BEGIN Given records

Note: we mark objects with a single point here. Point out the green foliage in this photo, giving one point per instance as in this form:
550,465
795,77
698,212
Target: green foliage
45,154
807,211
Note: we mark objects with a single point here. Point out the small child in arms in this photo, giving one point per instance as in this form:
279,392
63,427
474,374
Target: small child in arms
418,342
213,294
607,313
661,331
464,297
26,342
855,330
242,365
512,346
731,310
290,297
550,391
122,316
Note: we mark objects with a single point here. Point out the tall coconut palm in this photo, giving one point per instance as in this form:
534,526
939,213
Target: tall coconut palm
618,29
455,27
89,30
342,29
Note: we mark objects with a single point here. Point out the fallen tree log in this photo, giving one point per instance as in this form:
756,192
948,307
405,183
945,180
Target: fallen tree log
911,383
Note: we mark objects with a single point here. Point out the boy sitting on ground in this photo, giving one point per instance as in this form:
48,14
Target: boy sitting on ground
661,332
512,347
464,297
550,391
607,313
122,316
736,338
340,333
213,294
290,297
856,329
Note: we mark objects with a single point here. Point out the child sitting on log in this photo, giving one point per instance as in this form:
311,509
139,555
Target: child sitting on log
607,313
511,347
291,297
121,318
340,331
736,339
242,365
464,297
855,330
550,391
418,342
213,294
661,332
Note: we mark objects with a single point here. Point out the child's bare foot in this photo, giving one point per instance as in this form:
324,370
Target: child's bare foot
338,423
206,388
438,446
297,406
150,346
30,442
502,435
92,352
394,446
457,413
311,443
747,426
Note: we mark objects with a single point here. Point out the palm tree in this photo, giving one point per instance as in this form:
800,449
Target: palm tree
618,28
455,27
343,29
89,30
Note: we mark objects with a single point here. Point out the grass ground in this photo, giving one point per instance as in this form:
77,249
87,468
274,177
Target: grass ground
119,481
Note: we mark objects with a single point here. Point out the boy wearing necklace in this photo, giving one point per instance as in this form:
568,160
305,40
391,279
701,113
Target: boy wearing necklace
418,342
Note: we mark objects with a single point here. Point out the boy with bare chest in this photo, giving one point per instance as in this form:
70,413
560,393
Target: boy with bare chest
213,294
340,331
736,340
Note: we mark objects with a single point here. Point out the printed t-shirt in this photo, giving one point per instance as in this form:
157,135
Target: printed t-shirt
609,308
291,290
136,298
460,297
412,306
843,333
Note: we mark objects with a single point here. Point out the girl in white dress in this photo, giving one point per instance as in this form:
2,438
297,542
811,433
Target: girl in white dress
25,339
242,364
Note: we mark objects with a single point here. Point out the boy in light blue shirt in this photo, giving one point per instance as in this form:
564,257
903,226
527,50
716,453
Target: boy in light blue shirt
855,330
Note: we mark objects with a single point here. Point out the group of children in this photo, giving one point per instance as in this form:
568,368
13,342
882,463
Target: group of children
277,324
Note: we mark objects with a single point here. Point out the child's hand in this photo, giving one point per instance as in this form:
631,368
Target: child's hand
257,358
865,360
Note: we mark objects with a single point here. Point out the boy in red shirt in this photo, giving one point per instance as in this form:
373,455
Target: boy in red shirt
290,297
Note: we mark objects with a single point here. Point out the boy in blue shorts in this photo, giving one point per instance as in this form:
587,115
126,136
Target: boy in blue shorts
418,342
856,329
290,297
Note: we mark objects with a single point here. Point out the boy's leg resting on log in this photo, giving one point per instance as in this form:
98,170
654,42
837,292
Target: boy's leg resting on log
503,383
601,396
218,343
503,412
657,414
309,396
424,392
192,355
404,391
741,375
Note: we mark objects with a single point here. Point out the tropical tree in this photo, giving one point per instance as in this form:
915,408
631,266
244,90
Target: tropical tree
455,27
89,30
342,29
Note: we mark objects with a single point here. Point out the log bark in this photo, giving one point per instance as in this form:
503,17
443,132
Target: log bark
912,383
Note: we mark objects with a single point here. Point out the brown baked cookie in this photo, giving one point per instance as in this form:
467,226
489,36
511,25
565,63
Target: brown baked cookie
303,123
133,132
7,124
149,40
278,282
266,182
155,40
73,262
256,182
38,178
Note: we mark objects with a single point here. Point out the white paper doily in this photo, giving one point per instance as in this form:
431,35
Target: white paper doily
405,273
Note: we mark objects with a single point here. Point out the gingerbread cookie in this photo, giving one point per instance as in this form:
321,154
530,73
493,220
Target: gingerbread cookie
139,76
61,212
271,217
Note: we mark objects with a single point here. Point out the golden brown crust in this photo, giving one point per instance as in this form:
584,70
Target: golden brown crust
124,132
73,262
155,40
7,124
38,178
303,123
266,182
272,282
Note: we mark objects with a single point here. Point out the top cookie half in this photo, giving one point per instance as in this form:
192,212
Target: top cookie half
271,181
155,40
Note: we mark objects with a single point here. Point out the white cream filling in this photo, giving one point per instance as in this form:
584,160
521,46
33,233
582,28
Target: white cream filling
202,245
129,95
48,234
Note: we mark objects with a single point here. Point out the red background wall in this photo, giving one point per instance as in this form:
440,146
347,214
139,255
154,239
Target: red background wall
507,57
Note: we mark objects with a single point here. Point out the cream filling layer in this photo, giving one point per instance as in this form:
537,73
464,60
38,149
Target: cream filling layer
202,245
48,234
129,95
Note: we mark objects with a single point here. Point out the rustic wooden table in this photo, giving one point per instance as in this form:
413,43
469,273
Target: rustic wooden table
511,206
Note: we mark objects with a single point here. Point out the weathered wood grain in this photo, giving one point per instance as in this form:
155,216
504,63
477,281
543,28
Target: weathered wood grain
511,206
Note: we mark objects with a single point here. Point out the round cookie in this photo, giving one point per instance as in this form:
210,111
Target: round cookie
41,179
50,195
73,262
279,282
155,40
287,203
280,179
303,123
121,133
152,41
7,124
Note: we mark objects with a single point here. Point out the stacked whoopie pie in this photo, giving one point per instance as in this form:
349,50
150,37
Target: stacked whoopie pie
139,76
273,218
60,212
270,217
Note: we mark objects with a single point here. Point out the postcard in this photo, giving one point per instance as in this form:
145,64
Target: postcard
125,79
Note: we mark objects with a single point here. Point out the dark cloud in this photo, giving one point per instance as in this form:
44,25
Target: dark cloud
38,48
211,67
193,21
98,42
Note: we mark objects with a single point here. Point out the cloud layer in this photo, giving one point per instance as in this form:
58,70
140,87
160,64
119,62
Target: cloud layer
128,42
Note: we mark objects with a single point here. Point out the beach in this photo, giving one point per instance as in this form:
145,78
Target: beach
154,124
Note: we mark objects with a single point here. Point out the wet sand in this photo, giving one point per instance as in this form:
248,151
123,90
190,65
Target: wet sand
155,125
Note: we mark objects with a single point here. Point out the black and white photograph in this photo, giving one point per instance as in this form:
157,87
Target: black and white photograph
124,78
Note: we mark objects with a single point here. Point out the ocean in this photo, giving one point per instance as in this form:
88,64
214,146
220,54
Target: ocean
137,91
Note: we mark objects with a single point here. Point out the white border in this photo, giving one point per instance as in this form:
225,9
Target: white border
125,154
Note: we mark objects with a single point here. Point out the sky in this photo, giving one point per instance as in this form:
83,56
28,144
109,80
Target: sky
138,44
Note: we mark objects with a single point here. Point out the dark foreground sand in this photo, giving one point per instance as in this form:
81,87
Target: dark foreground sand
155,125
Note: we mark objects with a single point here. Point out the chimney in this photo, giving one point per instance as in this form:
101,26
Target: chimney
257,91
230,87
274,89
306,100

END Given records

Each record must be repeated exactly as it is.

Note: we mark objects with a single point here. Point out the green foliage in this photo, giving one point per instance as in this form:
550,465
795,77
698,212
Target: green foliage
45,154
807,211
Note: we mark objects with a single point here. Point out the small child in arms in this photo, giving one point per instance as in this form:
279,392
63,427
474,374
Target: small child in arms
418,342
213,294
607,313
661,331
464,297
26,342
855,330
242,365
512,346
731,310
290,297
550,391
122,316
Note: we mark objects with a single point here. Point out the tall coconut palm in this photo, giving one point per instance as in this form:
534,526
939,213
Target: tall coconut palm
618,29
455,27
89,30
342,29
Note: we mark objects with a single point here. Point out the fallen tree log in this photo, giving one point per instance as in this form:
756,192
948,307
405,183
945,180
Target: fallen tree log
911,383
Note: we mark objects with a single point here. Point out the boy sitting on ground in this photo, giving one point per instance as in this form:
48,14
Target: boy sitting on ground
661,332
512,347
464,297
550,391
607,313
122,316
736,338
340,333
213,294
290,297
856,329
Note: we mark objects with a single point here. Point out the child sitting on log in this photo, giving one point per instance as in this form:
311,509
139,555
Target: child sitting on log
607,313
511,347
291,297
121,318
340,331
736,339
242,365
464,297
855,330
550,391
418,342
213,294
661,332
Note: we mark objects with a single point here. Point out the child's bare foot in this photo, giving one point per instance as in this form:
324,370
Target: child's bare foot
338,423
206,388
438,446
297,406
150,346
30,442
502,435
92,352
394,446
457,413
311,443
747,426
Note: we mark objects with a single point here. Point out the palm tree in this photo, giving one point per instance as in this form:
800,449
Target: palm tree
618,28
455,27
343,29
89,30
Note: we mark objects with a single point here. Point out the grass ground in this photo, giving one point per instance as in this form:
77,249
87,468
274,177
Target: grass ground
119,481
Note: we mark objects with a single point here. Point out the boy wearing necklace in this photo, giving one point per instance as in this form:
568,160
305,40
391,279
701,113
Target: boy wearing necklace
418,342
Note: we mark objects with a single point here. Point out the boy with bare chest in this photo, giving one point per instance as in this form:
70,413
560,393
Target: boy with bare chest
213,294
340,331
736,340
Note: we mark objects with a single point here. Point out the printed t-shirt in this photo, giving one point per instance as in this form:
157,135
Target: printed t-shirt
609,308
291,290
136,298
460,297
412,306
843,333
Note: we mark objects with a single point here. Point out the girl in white dress in this photo, giving one point per instance as in this form:
2,438
297,542
811,433
Target: girl in white dress
25,339
242,364
Note: we mark objects with a single point here. Point out the boy in light blue shirt in this photo, giving one point per instance as in this form:
564,257
903,226
527,50
716,453
Target: boy in light blue shirt
855,330
Note: we mark objects with a single point here. Point out the group of children in this photo, giving one point per instance as in this form:
568,368
13,342
882,463
Target: group of children
277,324
Note: we mark objects with a single point here. Point out the child's hand in this photo, giving one point per instance as in this form:
631,368
Target: child's hand
257,358
865,360
Note: we mark objects with a single point here. Point out the boy in red shirt in this photo, giving one point per instance as in this form:
373,455
Target: boy in red shirt
290,297
Note: we mark objects with a single point here. Point out the boy in blue shorts in this photo, giving one point per instance as in this form:
587,115
126,136
Target: boy in blue shorts
418,342
856,329
290,297
Note: we mark objects with a single point here. Point out the boy's leg resting on log in this photo, giving one point per instance as in this form:
98,170
654,42
837,292
Target: boy's leg resting on log
503,383
601,396
218,343
503,412
657,414
309,396
424,392
192,355
404,391
741,375
Note: we mark objects with a single point here. Point out the tropical tree in this photo, giving one point per instance as in this form:
915,408
631,266
244,90
Target: tropical tree
455,27
89,30
342,29
Note: we mark objects with a single point here. Point out the log bark in this photo, giving one point per instance as in this form:
503,17
443,132
Target: log bark
912,383
Note: we mark objects with a single point here. Point out the brown baked cookie in this photo, giving one point per instance as in this form:
467,226
489,36
511,25
565,63
Target: brown baked cookie
303,123
133,132
7,124
149,40
278,282
266,182
155,40
73,262
256,182
38,178
Note: we mark objects with a single point here. Point out the white paper doily in this photo, giving one point per instance as in this form:
431,35
Target: white paper doily
405,273
Note: we mark objects with a single point here. Point out the gingerbread cookie in this photo, giving one point per instance as in this form:
321,154
530,73
493,220
Target: gingerbread cookie
139,76
61,212
271,217
Note: we mark objects with a single point here. Point out the golden brown crust in this photo, giving one point per instance as in this form:
584,70
Target: golden brown crust
124,132
73,262
155,40
7,124
38,178
303,123
266,182
272,282
Note: we mark objects with a single point here. Point out the top cookie half in this photo, giving one point per instance as in this form:
192,212
Target: top cookie half
271,181
155,40
Note: we mark objects with a single point here. Point out the white cream filling in this photo, giving one point per instance as in this form:
584,160
521,46
33,233
582,28
Target: white cream filling
202,245
129,95
48,234
Note: we mark objects with a single point here. Point out the red background wall in this photo, giving one point per instance as in this form:
440,146
347,214
139,255
154,239
Target: red background wall
507,57
Note: we mark objects with a single point here. Point out the cream filling layer in this photo, giving one point per instance as in this form:
537,73
464,60
38,149
Target: cream filling layer
202,245
48,234
129,95
Note: we mark objects with a single point here. Point out the rustic wooden table in this photo, giving one point per instance as in this form:
413,43
469,273
Target: rustic wooden table
511,206
Note: we mark objects with a single point here. Point out the weathered wood grain in this photo, giving one point per instance as in this form:
155,216
504,63
477,281
543,28
Target: weathered wood grain
511,206
Note: we mark objects with a single point here. Point out the round cookie in this photo, giving one point per instance as in this form:
210,111
Target: round cookie
41,179
50,195
73,262
279,282
155,40
287,203
280,179
303,123
121,133
152,41
7,124
Note: we mark objects with a single point here. Point out the stacked whoopie pie in this photo, giving one point per instance as in this form:
349,50
150,37
Target: stacked whoopie pie
139,76
273,218
60,212
270,217
Note: we mark objects with a single point here. Point out the postcard in this photo, giving one point per instance as in this form:
145,64
Target: postcard
125,79
Note: we mark objects with a single point here. Point out the dark cloud in this photo, giving one point per instance as in this form:
44,25
Target: dark cloud
38,48
211,67
193,21
98,42
Note: we mark objects with a single point here. Point out the cloud layer in this photo, giving one point per instance as in this form:
58,70
140,87
160,64
119,62
Target: cloud layer
128,42
Note: we mark objects with a single point here. Point out the beach in this photo, giving one point per instance as in this form:
145,78
Target: beach
154,124
Note: we mark objects with a single point here. Point out the wet sand in this photo, giving one point per instance as in this form:
248,151
123,90
190,65
Target: wet sand
155,125
Note: we mark objects with a single point here. Point out the black and white photograph in this photo, giving one point per instance as in this form:
157,87
Target: black and white photograph
124,78
Note: we mark objects with a single point here. Point out the ocean in this photo, giving one point per instance as in this form:
88,64
214,146
220,54
Target: ocean
137,91
Note: we mark objects with a single point here. Point out the white border in this photo, giving one point per instance as in this form:
225,9
Target: white border
125,154
Note: we mark objects with a single point here. Point out the sky in this photo, giving one point per instance as in this form:
83,56
28,144
109,80
Target: sky
138,44
Note: we mark objects with a single point here. Point out the dark foreground sand in this photo, giving one point per instance as in this form:
81,87
Target: dark foreground sand
155,125
Note: we mark objects with a single point here. Point out the chimney in this photo, giving one point per instance as in this form:
101,26
Target: chimney
257,91
230,87
274,89
306,100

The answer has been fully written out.